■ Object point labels
## start

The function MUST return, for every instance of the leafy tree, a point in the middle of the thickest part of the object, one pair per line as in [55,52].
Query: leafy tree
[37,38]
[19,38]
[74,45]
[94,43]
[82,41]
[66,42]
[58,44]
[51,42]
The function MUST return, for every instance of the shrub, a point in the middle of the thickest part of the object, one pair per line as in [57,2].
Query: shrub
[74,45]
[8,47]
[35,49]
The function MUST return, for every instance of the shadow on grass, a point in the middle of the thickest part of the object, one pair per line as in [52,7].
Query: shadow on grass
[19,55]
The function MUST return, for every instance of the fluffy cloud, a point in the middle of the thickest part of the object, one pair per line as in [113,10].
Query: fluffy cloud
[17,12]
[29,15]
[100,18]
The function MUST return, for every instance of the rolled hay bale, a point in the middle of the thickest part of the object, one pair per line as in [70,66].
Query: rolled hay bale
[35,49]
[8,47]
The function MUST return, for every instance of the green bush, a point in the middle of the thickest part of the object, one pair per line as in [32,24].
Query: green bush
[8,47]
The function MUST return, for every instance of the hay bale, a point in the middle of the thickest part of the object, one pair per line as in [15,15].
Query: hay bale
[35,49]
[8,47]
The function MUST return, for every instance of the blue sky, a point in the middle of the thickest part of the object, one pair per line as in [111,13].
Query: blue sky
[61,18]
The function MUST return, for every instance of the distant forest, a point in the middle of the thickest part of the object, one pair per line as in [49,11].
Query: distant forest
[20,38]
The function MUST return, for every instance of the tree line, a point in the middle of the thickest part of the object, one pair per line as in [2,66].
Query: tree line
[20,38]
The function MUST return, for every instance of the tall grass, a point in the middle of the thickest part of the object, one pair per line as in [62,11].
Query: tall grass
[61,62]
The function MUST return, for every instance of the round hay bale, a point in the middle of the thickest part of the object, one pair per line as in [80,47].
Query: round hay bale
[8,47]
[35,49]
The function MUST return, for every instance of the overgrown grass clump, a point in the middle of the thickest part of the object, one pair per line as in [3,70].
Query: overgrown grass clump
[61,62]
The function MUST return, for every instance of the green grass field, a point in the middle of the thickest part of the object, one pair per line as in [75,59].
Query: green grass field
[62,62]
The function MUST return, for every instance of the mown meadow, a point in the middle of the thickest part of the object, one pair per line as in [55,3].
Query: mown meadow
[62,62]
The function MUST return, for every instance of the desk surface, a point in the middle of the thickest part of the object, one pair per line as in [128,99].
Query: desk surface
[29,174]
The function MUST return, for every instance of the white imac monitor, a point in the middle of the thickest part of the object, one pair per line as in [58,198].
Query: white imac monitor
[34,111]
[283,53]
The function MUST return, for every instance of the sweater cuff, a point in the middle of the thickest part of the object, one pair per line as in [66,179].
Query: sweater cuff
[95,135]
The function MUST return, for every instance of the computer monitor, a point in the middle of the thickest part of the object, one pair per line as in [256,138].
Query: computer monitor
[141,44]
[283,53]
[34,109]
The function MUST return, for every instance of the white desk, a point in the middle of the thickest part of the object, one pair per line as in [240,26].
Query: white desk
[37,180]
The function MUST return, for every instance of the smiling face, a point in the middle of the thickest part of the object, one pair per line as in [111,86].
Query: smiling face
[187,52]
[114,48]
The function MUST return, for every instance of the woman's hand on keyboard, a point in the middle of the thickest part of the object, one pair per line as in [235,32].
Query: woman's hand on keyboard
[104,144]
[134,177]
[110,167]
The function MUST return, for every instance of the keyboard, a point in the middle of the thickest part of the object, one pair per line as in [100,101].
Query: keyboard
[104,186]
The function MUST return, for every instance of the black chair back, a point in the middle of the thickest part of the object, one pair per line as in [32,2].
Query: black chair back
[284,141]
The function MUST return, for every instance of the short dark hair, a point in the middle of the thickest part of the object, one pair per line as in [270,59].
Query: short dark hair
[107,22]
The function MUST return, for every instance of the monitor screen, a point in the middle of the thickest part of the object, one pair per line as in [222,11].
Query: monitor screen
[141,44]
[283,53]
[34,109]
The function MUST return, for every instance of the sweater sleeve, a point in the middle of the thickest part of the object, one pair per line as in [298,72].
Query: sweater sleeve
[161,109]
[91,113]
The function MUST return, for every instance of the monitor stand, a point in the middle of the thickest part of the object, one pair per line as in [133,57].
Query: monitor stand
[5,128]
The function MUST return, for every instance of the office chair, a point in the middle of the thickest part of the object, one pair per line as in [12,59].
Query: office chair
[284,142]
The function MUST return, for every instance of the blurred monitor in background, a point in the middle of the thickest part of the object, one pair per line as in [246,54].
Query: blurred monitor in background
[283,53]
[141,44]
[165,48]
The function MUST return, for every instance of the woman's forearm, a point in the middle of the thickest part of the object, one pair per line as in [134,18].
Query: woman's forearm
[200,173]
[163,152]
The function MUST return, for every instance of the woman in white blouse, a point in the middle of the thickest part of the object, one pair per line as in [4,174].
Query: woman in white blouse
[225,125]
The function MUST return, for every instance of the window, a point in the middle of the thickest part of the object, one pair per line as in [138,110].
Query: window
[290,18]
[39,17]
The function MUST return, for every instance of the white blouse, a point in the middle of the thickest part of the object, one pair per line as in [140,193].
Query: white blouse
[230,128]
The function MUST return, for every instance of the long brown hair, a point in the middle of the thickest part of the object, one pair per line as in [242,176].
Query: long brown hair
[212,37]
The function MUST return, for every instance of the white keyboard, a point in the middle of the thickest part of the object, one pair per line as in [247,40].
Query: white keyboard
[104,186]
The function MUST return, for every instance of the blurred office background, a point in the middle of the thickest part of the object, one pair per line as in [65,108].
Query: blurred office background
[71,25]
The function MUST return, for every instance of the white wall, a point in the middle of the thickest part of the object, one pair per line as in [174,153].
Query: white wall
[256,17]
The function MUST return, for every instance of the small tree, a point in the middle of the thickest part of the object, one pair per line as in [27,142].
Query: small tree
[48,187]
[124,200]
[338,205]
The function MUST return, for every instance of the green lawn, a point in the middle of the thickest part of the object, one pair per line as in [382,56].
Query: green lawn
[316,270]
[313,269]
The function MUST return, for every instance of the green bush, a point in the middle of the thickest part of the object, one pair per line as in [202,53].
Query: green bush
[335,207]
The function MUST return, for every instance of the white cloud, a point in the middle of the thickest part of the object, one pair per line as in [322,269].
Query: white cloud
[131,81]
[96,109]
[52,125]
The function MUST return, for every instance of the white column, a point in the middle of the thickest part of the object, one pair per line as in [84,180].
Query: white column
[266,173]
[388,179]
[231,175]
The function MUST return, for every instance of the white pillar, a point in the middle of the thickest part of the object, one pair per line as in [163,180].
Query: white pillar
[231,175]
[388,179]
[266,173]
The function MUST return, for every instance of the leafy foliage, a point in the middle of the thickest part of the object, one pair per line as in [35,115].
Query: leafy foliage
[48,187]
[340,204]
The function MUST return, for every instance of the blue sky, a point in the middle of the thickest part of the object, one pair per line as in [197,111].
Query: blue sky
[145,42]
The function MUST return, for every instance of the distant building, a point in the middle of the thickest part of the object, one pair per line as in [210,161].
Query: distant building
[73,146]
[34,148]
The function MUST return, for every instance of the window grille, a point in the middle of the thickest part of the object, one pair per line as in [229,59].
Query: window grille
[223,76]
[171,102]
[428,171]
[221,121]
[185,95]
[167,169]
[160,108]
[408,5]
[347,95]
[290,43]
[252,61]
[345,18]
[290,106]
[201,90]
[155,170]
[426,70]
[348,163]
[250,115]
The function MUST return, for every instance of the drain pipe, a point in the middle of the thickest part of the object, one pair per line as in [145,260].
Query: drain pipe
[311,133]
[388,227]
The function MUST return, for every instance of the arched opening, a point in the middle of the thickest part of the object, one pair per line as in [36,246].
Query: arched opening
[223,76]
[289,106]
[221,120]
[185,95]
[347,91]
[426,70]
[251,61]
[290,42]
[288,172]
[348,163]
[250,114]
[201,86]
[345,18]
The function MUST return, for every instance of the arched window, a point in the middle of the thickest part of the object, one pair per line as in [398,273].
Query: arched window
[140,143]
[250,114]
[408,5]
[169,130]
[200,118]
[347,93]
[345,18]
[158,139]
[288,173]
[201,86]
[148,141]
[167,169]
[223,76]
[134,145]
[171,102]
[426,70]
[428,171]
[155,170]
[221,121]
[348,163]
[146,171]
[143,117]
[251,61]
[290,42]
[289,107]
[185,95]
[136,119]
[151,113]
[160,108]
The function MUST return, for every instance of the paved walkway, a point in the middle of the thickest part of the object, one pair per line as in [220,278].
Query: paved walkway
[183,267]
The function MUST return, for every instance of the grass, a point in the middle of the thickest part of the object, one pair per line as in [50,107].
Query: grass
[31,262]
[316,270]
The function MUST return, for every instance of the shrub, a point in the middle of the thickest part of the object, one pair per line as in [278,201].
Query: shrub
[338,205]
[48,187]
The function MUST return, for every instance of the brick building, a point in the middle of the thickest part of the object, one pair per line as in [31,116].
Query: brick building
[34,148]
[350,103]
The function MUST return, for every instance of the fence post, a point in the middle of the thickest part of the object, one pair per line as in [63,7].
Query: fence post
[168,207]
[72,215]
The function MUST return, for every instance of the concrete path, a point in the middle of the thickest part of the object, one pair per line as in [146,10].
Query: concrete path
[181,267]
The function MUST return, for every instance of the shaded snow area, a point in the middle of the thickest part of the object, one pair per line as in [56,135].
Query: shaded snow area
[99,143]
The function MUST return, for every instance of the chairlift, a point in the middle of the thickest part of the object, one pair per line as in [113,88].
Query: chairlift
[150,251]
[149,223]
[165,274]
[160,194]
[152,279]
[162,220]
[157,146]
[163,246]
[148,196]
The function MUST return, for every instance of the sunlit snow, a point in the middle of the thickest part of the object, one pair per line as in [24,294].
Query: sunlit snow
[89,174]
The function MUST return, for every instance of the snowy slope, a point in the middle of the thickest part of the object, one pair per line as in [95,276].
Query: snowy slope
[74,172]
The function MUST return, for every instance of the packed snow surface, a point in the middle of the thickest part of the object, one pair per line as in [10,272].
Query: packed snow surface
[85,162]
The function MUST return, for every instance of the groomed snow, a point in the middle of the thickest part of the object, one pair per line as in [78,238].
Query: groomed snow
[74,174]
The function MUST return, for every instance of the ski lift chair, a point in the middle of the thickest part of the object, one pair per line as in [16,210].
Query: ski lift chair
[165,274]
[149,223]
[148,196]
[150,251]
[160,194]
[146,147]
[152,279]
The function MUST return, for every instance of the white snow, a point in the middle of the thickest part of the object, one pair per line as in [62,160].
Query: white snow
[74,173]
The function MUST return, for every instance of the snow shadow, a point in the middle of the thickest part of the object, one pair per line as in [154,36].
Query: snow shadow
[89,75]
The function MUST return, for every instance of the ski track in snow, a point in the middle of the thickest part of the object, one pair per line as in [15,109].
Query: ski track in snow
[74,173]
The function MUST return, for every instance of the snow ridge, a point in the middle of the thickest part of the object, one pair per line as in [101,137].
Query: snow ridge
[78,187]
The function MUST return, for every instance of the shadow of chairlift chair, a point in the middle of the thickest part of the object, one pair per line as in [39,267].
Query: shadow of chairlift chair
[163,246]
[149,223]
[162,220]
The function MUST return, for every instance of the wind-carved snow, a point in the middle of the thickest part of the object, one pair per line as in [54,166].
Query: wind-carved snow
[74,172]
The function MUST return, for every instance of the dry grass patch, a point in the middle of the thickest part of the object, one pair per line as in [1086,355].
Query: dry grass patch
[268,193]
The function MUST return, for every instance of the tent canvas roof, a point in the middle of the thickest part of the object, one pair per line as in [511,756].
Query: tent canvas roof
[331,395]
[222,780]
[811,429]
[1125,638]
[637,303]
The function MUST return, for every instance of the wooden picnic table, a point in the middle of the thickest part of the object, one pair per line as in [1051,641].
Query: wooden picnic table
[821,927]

## end

■ TASK STATEMENT
Go back to the data above and please quote exactly, and only, the lines from the line with "as in [62,160]." through its last line.

■ OUTPUT FOR THIS EXERCISE
The function MUST return, for every instance of the white snow, a point in the middle of the thickest part of the object, one pair per line as in [62,160].
Query: white snow
[74,173]
The function MUST return, for every instance of the snow shadow, a point in the middle of the thickest part of the object, one pair per line as in [154,36].
Query: snow shadow
[89,75]
The function MUST return, for every instance of the ski track in snow, a point in the middle of the thickest part of the object, one pair per line as in [15,109].
Query: ski track in snow
[74,173]
The function MUST return, for every instance of the snow ridge, a point in the middle of the thickest part of the object, one pair per line as in [101,137].
Query: snow ridge
[78,187]
The function MUST return, for every instance of the shadow of chairlift chair, a point in the middle of the thickest part of the object, one pair per line as in [39,267].
Query: shadow of chairlift chair
[163,246]
[149,223]
[162,220]
The function MUST return, for every instance of the wind-carved snow, a point in the middle of the thickest part of the object, one pair per line as in [54,166].
Query: wind-carved snow
[74,172]
The function MUST return, for every instance of the dry grass patch, a point in the middle of the thickest part of the object, one pair per line as in [1086,355].
Query: dry grass patch
[268,193]
The function MUST return, for every instance of the tent canvas roof, a point in the middle of the thickest part of the object, one pair per line as in [511,756].
Query: tent canvas roof
[331,395]
[222,780]
[811,429]
[1125,638]
[637,303]
The function MUST return, for every instance of the wooden picnic table, a point in the middle of the thickest part of the object, one pair per line as in [1051,641].
Query: wooden picnic table
[821,927]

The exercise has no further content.